MATERIAL FOR THE TASK:
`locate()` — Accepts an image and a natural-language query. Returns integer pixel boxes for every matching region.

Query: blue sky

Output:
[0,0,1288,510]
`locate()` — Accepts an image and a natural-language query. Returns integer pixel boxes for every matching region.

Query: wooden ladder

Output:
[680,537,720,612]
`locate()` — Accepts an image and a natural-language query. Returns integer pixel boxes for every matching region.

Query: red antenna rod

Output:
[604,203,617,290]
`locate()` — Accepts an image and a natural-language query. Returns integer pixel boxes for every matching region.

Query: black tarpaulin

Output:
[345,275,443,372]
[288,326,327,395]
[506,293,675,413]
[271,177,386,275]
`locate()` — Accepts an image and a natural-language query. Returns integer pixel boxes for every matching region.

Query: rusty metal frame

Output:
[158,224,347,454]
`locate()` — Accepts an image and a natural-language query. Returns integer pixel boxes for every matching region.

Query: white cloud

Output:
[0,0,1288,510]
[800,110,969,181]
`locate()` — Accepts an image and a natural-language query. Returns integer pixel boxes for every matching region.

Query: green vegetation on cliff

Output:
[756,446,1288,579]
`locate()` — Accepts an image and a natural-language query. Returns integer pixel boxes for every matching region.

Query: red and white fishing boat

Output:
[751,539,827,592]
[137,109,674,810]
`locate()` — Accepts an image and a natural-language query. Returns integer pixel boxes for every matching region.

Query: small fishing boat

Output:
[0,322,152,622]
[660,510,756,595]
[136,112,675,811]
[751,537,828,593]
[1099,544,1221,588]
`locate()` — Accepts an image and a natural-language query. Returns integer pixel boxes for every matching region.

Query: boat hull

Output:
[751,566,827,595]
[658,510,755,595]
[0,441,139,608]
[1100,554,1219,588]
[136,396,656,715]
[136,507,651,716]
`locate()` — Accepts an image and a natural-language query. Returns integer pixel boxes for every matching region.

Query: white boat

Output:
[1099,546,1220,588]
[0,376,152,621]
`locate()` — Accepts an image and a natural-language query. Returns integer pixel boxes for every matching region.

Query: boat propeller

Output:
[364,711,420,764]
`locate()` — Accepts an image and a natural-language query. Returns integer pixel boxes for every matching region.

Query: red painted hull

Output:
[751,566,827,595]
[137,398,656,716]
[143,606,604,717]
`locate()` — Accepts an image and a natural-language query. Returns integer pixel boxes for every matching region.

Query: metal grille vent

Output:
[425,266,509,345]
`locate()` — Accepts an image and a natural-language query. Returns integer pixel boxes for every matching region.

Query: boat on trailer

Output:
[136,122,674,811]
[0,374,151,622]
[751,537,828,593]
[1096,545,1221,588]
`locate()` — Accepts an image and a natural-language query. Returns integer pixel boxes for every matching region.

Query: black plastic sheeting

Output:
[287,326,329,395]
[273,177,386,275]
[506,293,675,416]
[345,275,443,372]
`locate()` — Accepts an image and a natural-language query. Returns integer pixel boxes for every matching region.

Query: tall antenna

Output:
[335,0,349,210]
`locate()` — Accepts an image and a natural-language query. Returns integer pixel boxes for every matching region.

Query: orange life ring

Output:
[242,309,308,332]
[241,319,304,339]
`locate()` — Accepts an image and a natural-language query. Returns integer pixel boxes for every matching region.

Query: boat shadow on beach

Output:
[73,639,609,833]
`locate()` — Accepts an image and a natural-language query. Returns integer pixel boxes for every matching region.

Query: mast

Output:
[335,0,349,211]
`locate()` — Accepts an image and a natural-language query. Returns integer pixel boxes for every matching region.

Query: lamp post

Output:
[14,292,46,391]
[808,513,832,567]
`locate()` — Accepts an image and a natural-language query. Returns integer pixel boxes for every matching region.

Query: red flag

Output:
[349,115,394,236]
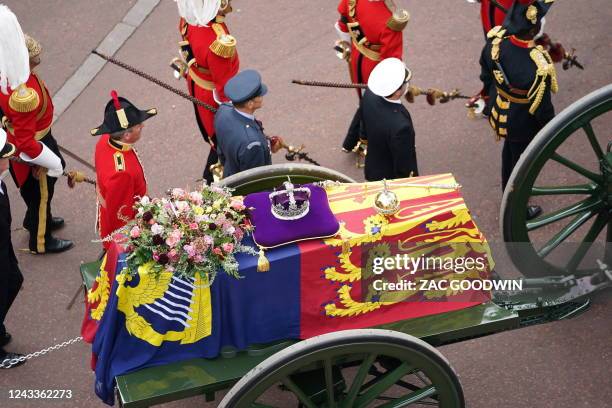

TASK STATEMENT: Return every line above that contains the string "antenna", and treat uppercase and lowercase letters as different.

WRITTEN REPLY:
Query: red antenna rod
Query: tall antenna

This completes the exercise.